#### [Selected text]

>> start

State v. Prevette, 62A85

Decision Date02 July 1986
Docket NumberNo. 62A85,62A85
Citation317 N.C. 148,345 S.E.2d 159
CourtNorth Carolina Supreme Court
PartiesSTATE of North Carolina v. Garfield Noah PREVETTE.

Lacy H. Thornburg, Atty. Gen. by Reginald L. Watkins, Sp. Deputy Atty. Gen., for the State.

Malcolm Ray Hunter, Jr., Appellate Defender by Geoffrey C. Mangum, Asst. Appellate Defender, for defendant-appellant.

BRANCH, Chief Justice.

Defendant first assigns as error the trial court's denial of his motion to dismiss the kidnapping charge against him. He contends that the State failed to produce substantial evidence of the kidnapping element of restraint which was separate and distinct from the restraint evidence necessary to sustain his murder conviction. Because the jury found defendant guilty of first degree murder on theories of premeditation and deliberation and felony murder, there was no merger of the kidnapping conviction with the murder conviction, and additional punishment could be imposed for kidnapping. State v. Goodman, 298 N.C. 1, 257 S.E.2d 569 (1979).

>> end

Object location annotation data
>> start

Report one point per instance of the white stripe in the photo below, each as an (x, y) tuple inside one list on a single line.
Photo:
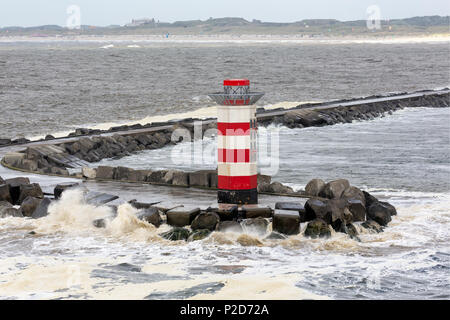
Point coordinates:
[(236, 114), (237, 169), (233, 142)]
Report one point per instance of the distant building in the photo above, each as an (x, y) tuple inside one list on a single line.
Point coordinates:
[(141, 22)]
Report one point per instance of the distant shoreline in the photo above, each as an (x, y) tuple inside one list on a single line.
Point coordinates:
[(230, 38)]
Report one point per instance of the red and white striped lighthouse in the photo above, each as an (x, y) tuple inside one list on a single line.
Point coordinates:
[(237, 142)]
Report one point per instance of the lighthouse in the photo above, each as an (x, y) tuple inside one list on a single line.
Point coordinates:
[(237, 142)]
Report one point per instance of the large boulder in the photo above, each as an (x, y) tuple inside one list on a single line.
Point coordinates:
[(340, 214), (277, 187), (334, 189), (255, 212), (230, 226), (60, 188), (14, 159), (176, 234), (105, 172), (10, 212), (358, 210), (89, 173), (314, 187), (122, 173), (380, 212), (369, 199), (5, 194), (317, 209), (42, 209), (372, 226), (317, 229), (199, 234), (205, 220), (151, 215), (200, 178), (286, 222), (180, 178), (257, 226), (29, 205), (181, 217), (14, 187), (139, 175), (354, 193), (30, 190)]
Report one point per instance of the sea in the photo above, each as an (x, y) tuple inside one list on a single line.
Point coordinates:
[(53, 87)]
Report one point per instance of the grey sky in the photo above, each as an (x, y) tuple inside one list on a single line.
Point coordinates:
[(106, 12)]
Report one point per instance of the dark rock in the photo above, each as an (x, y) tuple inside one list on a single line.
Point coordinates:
[(14, 187), (42, 209), (30, 190), (358, 210), (157, 176), (200, 178), (176, 234), (380, 213), (334, 189), (199, 234), (369, 199), (317, 229), (277, 187), (151, 215), (317, 209), (105, 172), (141, 205), (230, 226), (226, 213), (286, 222), (372, 225), (205, 220), (354, 193), (60, 188), (122, 173), (10, 212), (314, 187), (340, 214), (139, 175), (181, 217), (29, 205), (5, 142), (5, 194), (292, 206), (275, 236), (257, 226), (180, 178), (390, 207), (255, 212)]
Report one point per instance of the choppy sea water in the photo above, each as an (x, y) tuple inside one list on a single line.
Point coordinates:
[(48, 87), (402, 158)]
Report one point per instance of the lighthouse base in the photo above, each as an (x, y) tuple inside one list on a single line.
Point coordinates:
[(238, 197)]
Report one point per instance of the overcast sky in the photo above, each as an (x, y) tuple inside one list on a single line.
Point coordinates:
[(107, 12)]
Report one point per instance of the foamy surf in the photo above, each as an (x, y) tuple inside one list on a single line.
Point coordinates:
[(201, 113)]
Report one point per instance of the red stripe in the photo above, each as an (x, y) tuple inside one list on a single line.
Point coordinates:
[(234, 155), (236, 102), (233, 129), (236, 82), (237, 183)]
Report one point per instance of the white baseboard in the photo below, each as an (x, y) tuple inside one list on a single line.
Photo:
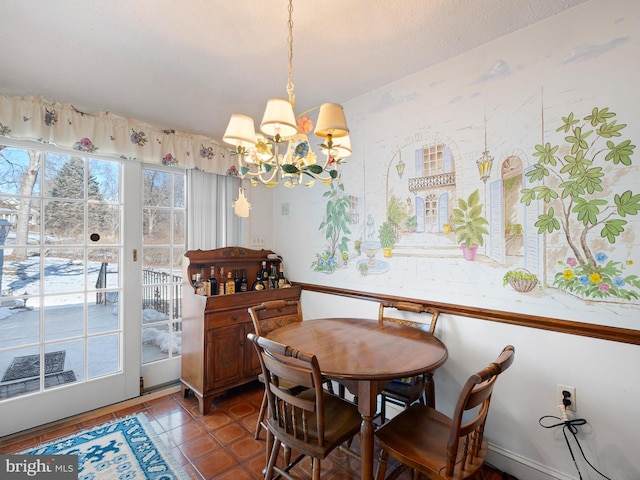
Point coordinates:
[(520, 467)]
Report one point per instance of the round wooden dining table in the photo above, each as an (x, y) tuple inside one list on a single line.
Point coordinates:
[(363, 355)]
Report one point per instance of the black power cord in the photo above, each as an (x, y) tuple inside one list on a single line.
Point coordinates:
[(571, 427)]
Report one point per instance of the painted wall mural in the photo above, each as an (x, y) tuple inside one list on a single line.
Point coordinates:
[(505, 178)]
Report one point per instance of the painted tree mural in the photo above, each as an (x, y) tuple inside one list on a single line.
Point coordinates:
[(336, 228), (583, 206)]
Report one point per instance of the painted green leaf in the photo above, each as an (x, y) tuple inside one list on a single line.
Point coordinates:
[(610, 129), (588, 210), (545, 193), (599, 116), (612, 228), (571, 189), (568, 122), (627, 203), (620, 153), (547, 222), (527, 196), (538, 173)]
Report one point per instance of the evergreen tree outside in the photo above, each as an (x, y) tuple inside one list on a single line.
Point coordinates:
[(64, 218)]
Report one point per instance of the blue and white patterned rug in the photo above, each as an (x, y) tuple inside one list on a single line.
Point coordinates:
[(127, 449)]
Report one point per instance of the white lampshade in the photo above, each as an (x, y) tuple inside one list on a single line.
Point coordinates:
[(331, 121), (240, 131), (279, 119), (241, 206)]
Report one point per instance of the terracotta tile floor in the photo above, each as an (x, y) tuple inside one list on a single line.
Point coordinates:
[(219, 445)]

>> end

#### [Given problem]
Repeat the court opinion word for word, starting at "State v. Prevette, 62A85" and running down to "for the State.". The material has no connection to the court opinion.

#### [Response below]
State v. Prevette, 62A85

Decision Date02 July 1986
Docket NumberNo. 62A85,62A85
Citation317 N.C. 148,345 S.E.2d 159
CourtNorth Carolina Supreme Court
PartiesSTATE of North Carolina v. Garfield Noah PREVETTE.

Lacy H. Thornburg, Atty. Gen. by Reginald L. Watkins, Sp. Deputy Atty. Gen., for the State.